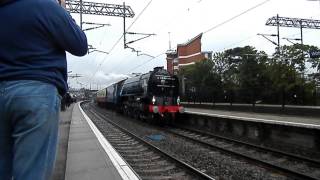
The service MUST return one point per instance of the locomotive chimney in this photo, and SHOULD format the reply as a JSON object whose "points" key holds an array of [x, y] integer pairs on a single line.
{"points": [[158, 68]]}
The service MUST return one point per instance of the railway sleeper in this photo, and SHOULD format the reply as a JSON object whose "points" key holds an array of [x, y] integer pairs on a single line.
{"points": [[138, 160], [179, 175], [132, 151], [159, 170]]}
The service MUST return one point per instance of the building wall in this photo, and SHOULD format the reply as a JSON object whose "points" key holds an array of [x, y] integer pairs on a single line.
{"points": [[186, 54], [190, 52]]}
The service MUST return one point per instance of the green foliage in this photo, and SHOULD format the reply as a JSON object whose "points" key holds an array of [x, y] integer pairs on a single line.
{"points": [[246, 75]]}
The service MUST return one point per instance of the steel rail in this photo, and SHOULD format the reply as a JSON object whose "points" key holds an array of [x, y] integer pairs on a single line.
{"points": [[165, 154], [265, 164]]}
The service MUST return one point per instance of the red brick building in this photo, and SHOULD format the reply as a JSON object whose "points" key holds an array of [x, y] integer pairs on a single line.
{"points": [[186, 54]]}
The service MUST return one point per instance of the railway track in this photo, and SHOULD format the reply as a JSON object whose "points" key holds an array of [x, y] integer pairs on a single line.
{"points": [[148, 161], [294, 166]]}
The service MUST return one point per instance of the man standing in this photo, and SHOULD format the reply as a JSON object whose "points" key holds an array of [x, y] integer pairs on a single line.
{"points": [[34, 36]]}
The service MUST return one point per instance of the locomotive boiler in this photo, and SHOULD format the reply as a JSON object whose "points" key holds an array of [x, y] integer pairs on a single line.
{"points": [[154, 95]]}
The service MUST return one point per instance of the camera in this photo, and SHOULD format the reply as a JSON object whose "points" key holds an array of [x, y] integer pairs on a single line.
{"points": [[62, 3]]}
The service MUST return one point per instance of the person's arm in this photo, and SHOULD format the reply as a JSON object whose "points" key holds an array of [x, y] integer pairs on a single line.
{"points": [[64, 30]]}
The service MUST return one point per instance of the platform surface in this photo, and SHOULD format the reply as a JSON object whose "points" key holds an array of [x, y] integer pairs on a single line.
{"points": [[87, 158]]}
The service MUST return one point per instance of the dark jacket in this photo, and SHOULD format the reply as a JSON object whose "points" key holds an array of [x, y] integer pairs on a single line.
{"points": [[34, 36]]}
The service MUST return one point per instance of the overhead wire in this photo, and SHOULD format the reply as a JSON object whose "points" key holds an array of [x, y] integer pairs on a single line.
{"points": [[236, 16], [117, 42], [146, 62]]}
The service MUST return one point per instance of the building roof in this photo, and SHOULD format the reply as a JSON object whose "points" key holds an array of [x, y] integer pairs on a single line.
{"points": [[190, 41]]}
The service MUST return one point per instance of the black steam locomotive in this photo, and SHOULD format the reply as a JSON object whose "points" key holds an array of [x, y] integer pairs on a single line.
{"points": [[147, 96]]}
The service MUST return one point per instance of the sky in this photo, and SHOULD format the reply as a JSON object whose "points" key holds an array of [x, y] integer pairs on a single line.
{"points": [[180, 21]]}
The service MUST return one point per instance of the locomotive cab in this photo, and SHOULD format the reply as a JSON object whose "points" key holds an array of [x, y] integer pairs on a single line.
{"points": [[164, 93]]}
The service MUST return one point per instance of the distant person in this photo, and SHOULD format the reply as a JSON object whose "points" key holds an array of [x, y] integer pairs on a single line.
{"points": [[34, 36]]}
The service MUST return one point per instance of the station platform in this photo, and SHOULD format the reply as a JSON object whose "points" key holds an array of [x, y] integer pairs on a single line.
{"points": [[86, 154], [288, 120]]}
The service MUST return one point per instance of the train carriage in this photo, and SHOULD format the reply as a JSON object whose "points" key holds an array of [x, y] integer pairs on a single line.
{"points": [[147, 96]]}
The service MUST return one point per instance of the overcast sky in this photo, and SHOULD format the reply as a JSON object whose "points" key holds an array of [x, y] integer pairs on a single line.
{"points": [[184, 19]]}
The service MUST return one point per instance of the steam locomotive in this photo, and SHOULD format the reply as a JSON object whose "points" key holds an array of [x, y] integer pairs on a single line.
{"points": [[154, 95]]}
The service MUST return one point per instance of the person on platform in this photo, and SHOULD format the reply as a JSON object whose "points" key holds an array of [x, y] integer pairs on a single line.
{"points": [[34, 36]]}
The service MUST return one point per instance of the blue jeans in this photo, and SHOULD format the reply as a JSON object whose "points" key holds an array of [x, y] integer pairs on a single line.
{"points": [[29, 118]]}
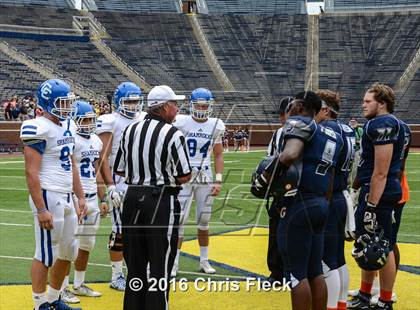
::::::::::
Exercise. Retype the listing exactly. Pictures do not belong in the copy.

Exercise result.
The service MUST return one point per instance of the locomotive chimney in this photo, and SHOULD format the reply as a JSON object whose "points" key holds an array of [x, y] integer pairs on a single line.
{"points": [[158, 68]]}
The service MUST return one point per instance of the railway sleeper in this photo, and SHOULD format the reply as a JSON object whose "points" key holds an array of [x, y] integer pairs on a single line.
{"points": [[138, 160], [179, 175], [132, 151], [159, 170]]}
The service MUST return one point per instance of the building wall in this photo, and SHOULD format the reply as a JSON object whose "points" key holds an array of [x, y] integer pairs on a single line.
{"points": [[186, 54], [190, 52]]}
The service MUST return one point per instance of the green foliage in this photo, and SHOULD format the reply as a JSON object whose "points" key holds an array of [x, y] integer pairs on a single line.
{"points": [[246, 75]]}
The service MUST return one point per instance of the steel rail in this photo, and SHOULD format the reply as a JSON object whose "points" key holds an array of [x, y] integer pairs on a single line.
{"points": [[165, 154], [265, 164]]}
The service MUST return one point per instance of the red brick building in this photo, and SHOULD format the reply as a JSON object whose "points" key holds an array of [x, y] integer pairs on a single line.
{"points": [[186, 54]]}
The service MUST return one point per instance of the railway track in this photo, and SHOULD format the reply as a JSON object whose "points" key holds an array of [x, y] integer pairs on a single line.
{"points": [[148, 161], [294, 166]]}
The service MUST return one point per instance of the man standing in this photo, and SHOULD format the reply as a JSON object whose "points" key holds an array of [x, y] integer pairs on a single line.
{"points": [[34, 36]]}
The service MUST return one point per instance of the locomotive boiler in this photo, and SHOULD format the reply as a JSON object whose "points" key holds an array of [x, y] integer pairs on a single line.
{"points": [[154, 95]]}
The service MUST return one point per instance of the camera in this photo, and SHOULD format the reply as a JSON object whose "points" key holds an array of [x, y] integer pairs on a single line.
{"points": [[62, 3]]}
The service MUST return one point per instance of the person's arm in this photo, and SHOULD format the reply as a JSON object whose "points" key holds an array of [x, y] integer pairs on a single line.
{"points": [[64, 30]]}
The service MUST return one point per instance of the platform surface in this photo, and SHOULD format the reply as a JSON object whose "points" key holds an array of [x, y] integer pairs on a single line.
{"points": [[87, 158]]}
The service MUST return one point per instance of the dark jacket in this photo, and SHOULD format the reply as a JSON object whose "points" key holds an array of [x, y] integer pairs on a single line.
{"points": [[34, 36]]}
The service MUST return one point per instance of the overhead wire in this photo, and SHOULD format the reply as a JSON object whose "points" key holds an array of [x, y] integer pairs on a single line.
{"points": [[236, 16], [117, 42], [146, 62]]}
The service MUST return one point per instance of the building roof in this photo, and SHOULD format the reply as a JSON object whose "points" key holds an array of [x, y] integer pairs on a single line.
{"points": [[190, 41]]}
The service MUST return one point per instance of the black steam locomotive in this photo, and SHOULD format the reply as a JSON object whose "points" key holds an array of [x, y] integer pairs on a single line.
{"points": [[147, 96]]}
The service MUST return one point per instance of the sky in this photo, and SHOULD format the reply as a JSON object whose "points" key holds an array of [x, y] integer pairs on a single line.
{"points": [[180, 21]]}
The service MUST return one point per instance of the locomotive cab in this photo, and SHOULD format the reply as a JSON object whose "points" key holds an array of [x, y] integer pairs on a single line.
{"points": [[164, 93]]}
The service MUST return one point per instance of the distant person in this photo, and SHOULD format the reply as a JSON object whose "points" key holds an array of [x, y] integer pairs on a single line.
{"points": [[34, 36]]}
The service MUST return one point per instance of the station platform in this photo, and SHOULD format the reply as a JSON object whose "points" key holds an array of [x, y] integer pairs on a single line.
{"points": [[86, 154], [288, 120]]}
The service MUST return one point per instance of the train carriage in this photo, and SHOULD format the reply as a JSON object whose "points" key holds an array of [x, y] integer pairs on a single line.
{"points": [[147, 96]]}
The service MUST return one point per instance of the overcast sky in this photo, and SHOULD format the reply as a JSON object whose "points" key holds an array of [x, y] integer pairs on a single line.
{"points": [[184, 19]]}
The service MUST return one point per instance of the steam locomotive in this photo, and SHOULD format the reply as a JSON object whose "points" key holds an array of [x, y] integer pairs on a single line.
{"points": [[154, 95]]}
The service MUST return one point per instance of the person on platform in this photo, and SHOULD format the reply as a JSON object whose "points" key holds an array of [x, y] integer pairs on a single line.
{"points": [[34, 36]]}
The service MUST return one point per instance of the blue jeans in this photo, and SHOULD format the reply as a JSON object whose "points" key holds an array of [x, y] integer pairs on a single line.
{"points": [[29, 118]]}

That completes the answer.